Stored data entries

►

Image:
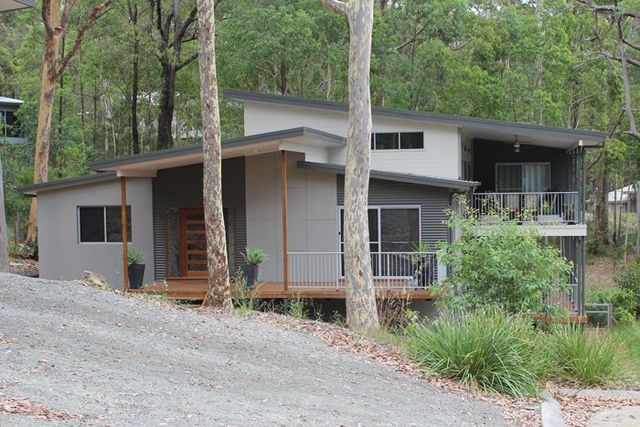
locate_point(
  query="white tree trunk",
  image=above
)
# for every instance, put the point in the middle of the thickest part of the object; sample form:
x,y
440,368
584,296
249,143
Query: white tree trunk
x,y
4,243
219,295
361,299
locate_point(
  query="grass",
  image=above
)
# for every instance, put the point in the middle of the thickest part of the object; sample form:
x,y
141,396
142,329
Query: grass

◄

TASK BRIEF
Retype each line of the records exactly as it reads; no pictures belong in the copy.

EXPECTED ANSWER
Image:
locate_point(
  query="white tree trunk",
  image=above
)
# for every instance, put the point in the middle of the thickest part of the object; sample form:
x,y
440,368
584,296
249,143
Query: white tree trunk
x,y
4,243
219,295
361,299
locate_point(
  query="grass",
  image=above
)
# for every instance, put the point in the middle of the thickest part of the object; sample form:
x,y
141,396
142,329
Query: grass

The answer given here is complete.